• Task set:
A: Reproduce the passage of the guide to policy overload that begins with the words containing "Most network policies" and ends with "build and manage.".
B: Write the next part of the guide to policy types in distributed systems, picking up right after its final sentence.

A Guide to Navigating the Policy Overload in Today’s Distributed Systems

Technical Lead, Technology Exploration

December 4, 2024

23 min. read

I challenge you to attend KubeCon and go to a session about “policy.” When you get there, don’t be surprised if you’re left wondering, “Which kind of policy is this actually about?”

At the recent KubeCon in Salt Lake City, I found myself sprinting between sessions where “policy” was prominent in the titles. But for each speaker, the word meant something completely different.

As someone focused on label-based network policies, I often had to catch speakers beforehand to ask, “Is this policy session about network policies, admission controllers, or compliance?”

These exchanges reveal a growing issue in today’s cloud-native and distributed computing ecosystems. The term “policy” is used so broadly that it’s practically an abstraction in itself.

To untangle this, I’ll take a closer look at the eight different types of policies frequently discussed under this broad term and why they’re crucial to understanding the infrastructure, security, and automation in distributed systems.

1. Network policies

Network policies are important for controlling and managing how systems in a network communicate with each other, especially in environments like Kubernetes.

Most network policies use an allow-list approach. This means connections are blocked by default unless they are specifically allowed by the policy. These policies can use rules based on IP addresses or labels to decide which resources can communicate.

As microservices and container-based applications become more common, it’s even more important to carefully control how services communicate and keep them isolated when needed.

For example, Kubernetes network policies are highly customizable. They can set traffic rules for internal traffic (east-west) and external traffic (north-south). This flexibility makes them powerful tools for keeping systems secure, but it also makes them more complicated to build and manage.

2. Admission controller policies

Admission controllers are specialized policies in Kubernetes. They evaluate API requests to decide if they should be allowed or changed. They're essentially gatekeepers. They enforce certain standards or security practices across the cluster before an API request can move forward.

For example, admission controller policies can:

Automatically enforce resource limits

Add labels to deployments

Block unsafe configurations from being used

These kinds of policies can intercept and mutate requests. This makes them crucial to maintaining consistent security within clusters. But they only address policies in the Kubernetes API-call lifecycle.

3. OPA and Kyverno policies

Are OPA and Kyverno policies simply admission controllers, or are they something more?

• Items:
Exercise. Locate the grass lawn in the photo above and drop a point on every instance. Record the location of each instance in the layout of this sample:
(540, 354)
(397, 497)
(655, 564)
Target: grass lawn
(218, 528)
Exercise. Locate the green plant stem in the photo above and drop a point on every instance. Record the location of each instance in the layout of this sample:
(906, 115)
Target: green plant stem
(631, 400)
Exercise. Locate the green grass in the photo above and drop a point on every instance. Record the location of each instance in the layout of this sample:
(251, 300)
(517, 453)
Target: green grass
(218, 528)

• Answers given:
A:
Most network policies use an allow-list approach. This means connections are blocked by default unless they are specifically allowed by the policy. These policies can use rules based on IP addresses or labels to decide which resources can communicate.

As microservices and container-based applications become more common, it’s even more important to carefully control how services communicate and keep them isolated when needed.

For example, Kubernetes network policies are highly customizable. They can set traffic rules for internal traffic (east-west) and external traffic (north-south). This flexibility makes them powerful tools for keeping systems secure, but it also makes them more complicated to build and manage.

B:
Open Policy Agent (OPA) and Kyverno offer more than traditional admission controllers. While they often work as admission controllers in Kubernetes, they introduce a more flexible, comprehensive policy language. This allows organizations to define and apply complex rules across multiple systems.

OPA (Open Policy Agent) is a versatile policy engine that can be used across environments. It uses a language called Rego which can handle complex policy requirements. Besides Kubernetes, OPA can manage policies for CI/CD pipelines, microservices, and even cloud resources.

Kyverno is a policy engine made specifically for Kubernetes. It’s a simpler way to define policies in YAML. Many people prefer it for configuring Kubernetes. It works well with native Kubernetes objects which makes it easy to build and apply policies.

These tools can control what gets access to a system, but they can do much more across a range of apps and systems. They can manage:

Lifecycle management

Validation

Custom compliance checks

4. Resource quotas and limit policies

Resource management policies help control how much CPU, memory, and storage a Kubernetes cluster can use. These policies are important in shared environments because they prevent one app or user from using too many resources.

Quotas are usually set for each namespace. They limit the total amount of resources a namespace can use so no single namespace takes over too much.

Limits define the smallest and largest number of resources a container or pod can use. This makes sure no single workload uses too many resources and causes problems for the rest of the system.

With these policies, admins can balance resources which is especially important in environments with many users or apps that scale dynamically. While these policies help keep the system stable, they also make things more complicated as they interact other policy layers like automation and admission controls.

These policies help admins balance resources which is especially important in systems with lots of users or apps that scale dynamically. However, managing these policies can be challenging. They often overlap with other policies like automation and admission controls.

5. Pod Security Policies (PSPs)

Pod Security Policies (PSPs) in Kubernetes set security configurations at the pod level. This includes stopping containers from running as root or requiring certain Linux capabilities.

But PSPs are being phased out in Kubernetes. They’re getting replaced by newer options like Pod Security Standards (PSS) and external tools like OPA and Kyverno.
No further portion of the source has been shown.